◆ Exercise requirements:
Rewrite the data below, replacing "[pointer]" with "[locator]" and leaving everything else unchanged.

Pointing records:
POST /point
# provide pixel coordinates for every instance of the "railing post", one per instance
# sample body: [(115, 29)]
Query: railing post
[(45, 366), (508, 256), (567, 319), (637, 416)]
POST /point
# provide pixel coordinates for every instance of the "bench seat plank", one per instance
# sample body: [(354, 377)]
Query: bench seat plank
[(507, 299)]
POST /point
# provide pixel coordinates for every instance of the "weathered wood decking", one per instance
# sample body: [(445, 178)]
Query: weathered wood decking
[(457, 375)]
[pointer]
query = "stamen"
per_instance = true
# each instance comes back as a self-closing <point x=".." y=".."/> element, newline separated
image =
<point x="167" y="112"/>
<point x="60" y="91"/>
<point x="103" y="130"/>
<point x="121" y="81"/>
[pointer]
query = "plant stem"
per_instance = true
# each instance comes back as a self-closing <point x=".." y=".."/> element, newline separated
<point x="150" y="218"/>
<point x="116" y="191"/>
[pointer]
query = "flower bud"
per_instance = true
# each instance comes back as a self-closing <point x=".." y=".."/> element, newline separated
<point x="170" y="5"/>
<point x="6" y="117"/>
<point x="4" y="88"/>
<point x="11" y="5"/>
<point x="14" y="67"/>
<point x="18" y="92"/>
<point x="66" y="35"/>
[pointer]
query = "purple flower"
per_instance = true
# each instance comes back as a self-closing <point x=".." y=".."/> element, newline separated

◆ Correct answer:
POST /point
# provide pixel coordinates for every instance of the "railing post", one per instance
# sample body: [(115, 29)]
Query: railing post
[(45, 366), (508, 256), (567, 319), (637, 416)]
POST /point
# provide pixel coordinates for every instance of the "bench seat plank", one per instance
# sample body: [(354, 377)]
Query: bench seat plank
[(507, 299)]
POST /point
# provide pixel coordinates for every instance of the "weathered wood decking", one per instance
# sample body: [(445, 178)]
Query: weathered wood decking
[(457, 375)]
[locator]
query = "stamen"
per_instance = true
# each instance comes back as a self-closing <point x=".." y=".."/> element, newline separated
image =
<point x="167" y="112"/>
<point x="60" y="91"/>
<point x="103" y="130"/>
<point x="121" y="81"/>
[locator]
query = "plant stem"
per_instance = true
# each instance comes back as a self-closing <point x=".." y=".."/> element, newline separated
<point x="150" y="218"/>
<point x="116" y="191"/>
[locator]
query = "flower bud"
per_instance = true
# each instance comes back as a self-closing <point x=".." y=".."/> element, newline separated
<point x="170" y="5"/>
<point x="6" y="117"/>
<point x="4" y="88"/>
<point x="11" y="5"/>
<point x="14" y="67"/>
<point x="18" y="92"/>
<point x="66" y="35"/>
[locator]
query = "purple flower"
per_instance = true
# each instance comes back as a self-closing <point x=".." y=".."/> element, newline separated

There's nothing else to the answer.